__Work instruction__
Pictures aside, can you reproduce the records word for word?

Photo-based referring expression data
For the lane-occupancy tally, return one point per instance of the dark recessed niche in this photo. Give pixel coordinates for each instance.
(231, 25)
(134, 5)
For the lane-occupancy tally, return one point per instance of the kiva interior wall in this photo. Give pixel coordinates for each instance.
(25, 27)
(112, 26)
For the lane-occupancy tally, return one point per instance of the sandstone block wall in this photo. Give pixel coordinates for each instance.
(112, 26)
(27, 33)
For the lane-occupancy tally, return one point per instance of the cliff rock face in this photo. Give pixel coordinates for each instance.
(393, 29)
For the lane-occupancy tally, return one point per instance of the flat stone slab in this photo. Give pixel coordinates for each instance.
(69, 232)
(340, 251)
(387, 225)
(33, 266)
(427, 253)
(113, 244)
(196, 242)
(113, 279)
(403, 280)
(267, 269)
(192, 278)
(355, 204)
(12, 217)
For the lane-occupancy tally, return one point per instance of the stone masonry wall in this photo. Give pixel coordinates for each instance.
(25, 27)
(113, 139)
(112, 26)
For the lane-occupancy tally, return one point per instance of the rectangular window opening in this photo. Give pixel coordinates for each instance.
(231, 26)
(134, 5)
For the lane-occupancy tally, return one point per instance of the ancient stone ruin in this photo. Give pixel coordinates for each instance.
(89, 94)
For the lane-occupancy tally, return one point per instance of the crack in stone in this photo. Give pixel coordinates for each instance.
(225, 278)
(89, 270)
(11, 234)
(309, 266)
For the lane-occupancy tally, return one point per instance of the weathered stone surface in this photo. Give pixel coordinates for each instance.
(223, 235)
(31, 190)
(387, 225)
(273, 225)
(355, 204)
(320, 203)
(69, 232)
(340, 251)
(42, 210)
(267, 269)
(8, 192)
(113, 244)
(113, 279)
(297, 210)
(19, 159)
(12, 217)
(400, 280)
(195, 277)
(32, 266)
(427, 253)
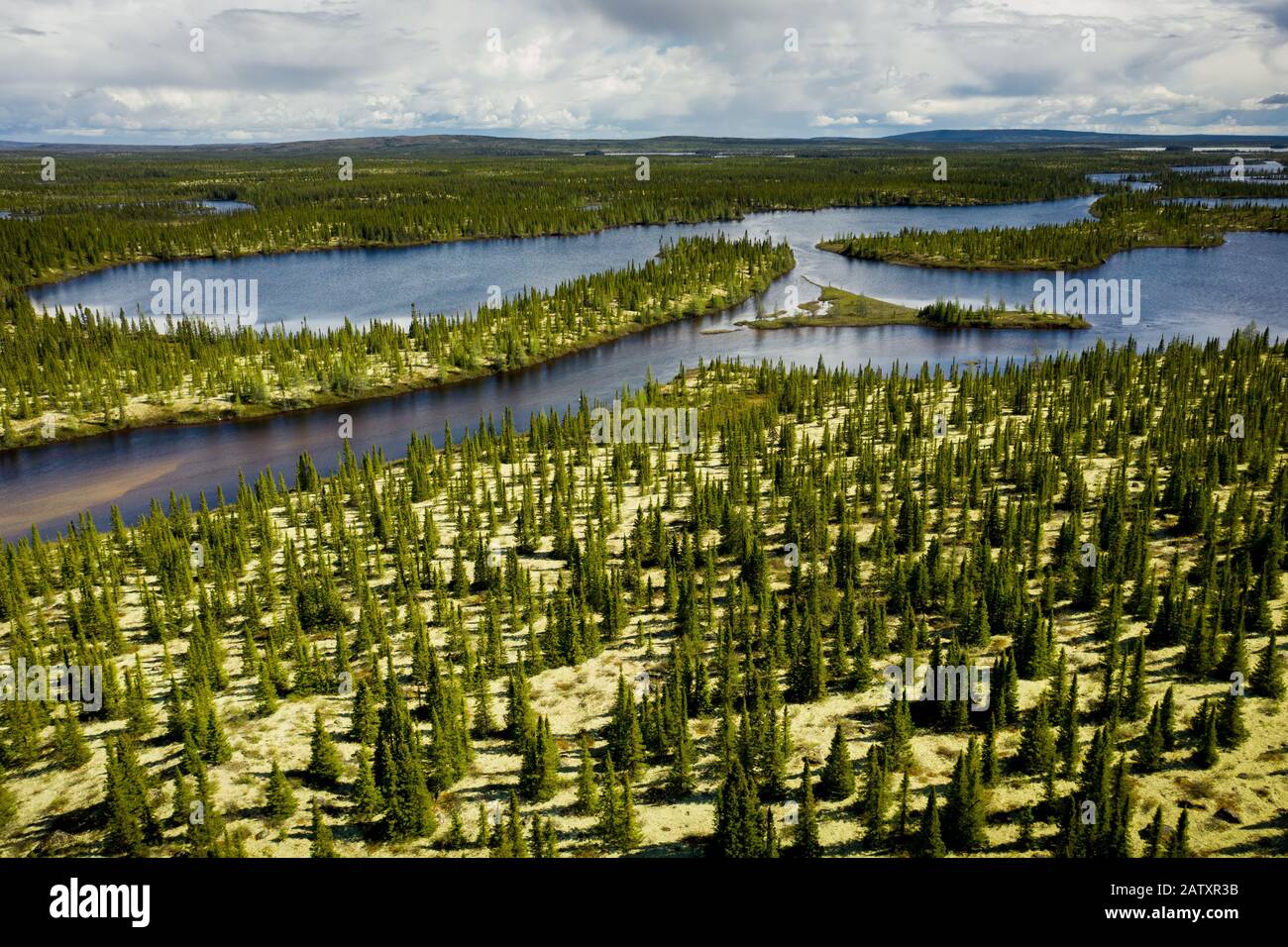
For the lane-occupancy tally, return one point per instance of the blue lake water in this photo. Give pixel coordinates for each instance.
(1188, 292)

__Response__
For the lane-occupancy tally, return one point per instance of the dark recessed niche in this photo. Give pixel coordinates for each instance.
(231, 25)
(134, 5)
For the lane-occupancy tally, return one point per instance of the kiva interior wall in this photo. Give pixel coordinates for each instance.
(25, 27)
(112, 26)
For the lane-occupancy tally, return one point per instance of the sandstone block wall in this photo. Give pixel coordinates for each instance.
(112, 26)
(27, 33)
For the lane-occupancy tally, return one point per instance of the cliff rock face in this photo. Give pixel coordinates for each instance.
(393, 29)
For the lane-occupancy tally, return one point per instance of the flat stone slab in this photo. Give pixel coordinates for each instance.
(69, 232)
(340, 251)
(387, 225)
(33, 266)
(427, 253)
(113, 244)
(196, 242)
(113, 279)
(403, 280)
(267, 269)
(192, 278)
(355, 204)
(12, 217)
For the lane-occupancy tally, return one point per instance of the stone masonry wall in this photo. Give pixel coordinates for each instance.
(25, 27)
(113, 139)
(112, 26)
For the lane-occupancy tally, return one point per instance of the rectangular window opening in this photo. Give pixel coordinates for each instance.
(231, 26)
(134, 5)
For the lane-occupancy tally, return one point per instance of the ancient stone ruin in this photo. Give pixel coordinates for each instance.
(89, 94)
For the lane-occupancy tally, return one point per instance of the crack in stone in this photo. Give pixel coordinates for each instance.
(225, 278)
(89, 270)
(11, 234)
(309, 266)
For the lane-occupancy tally, return one point per instance of the weathered stone surface in this photo. Give pixel coordinates for each instance.
(223, 235)
(31, 190)
(387, 225)
(273, 225)
(355, 204)
(320, 203)
(69, 232)
(340, 251)
(42, 210)
(267, 269)
(8, 192)
(113, 244)
(113, 279)
(297, 210)
(19, 159)
(12, 217)
(400, 280)
(195, 277)
(32, 266)
(427, 253)
For the lane-occupancy tally, return one point per instance of the blue lake water in this photo. Give pixel coordinates for each instance.
(1188, 292)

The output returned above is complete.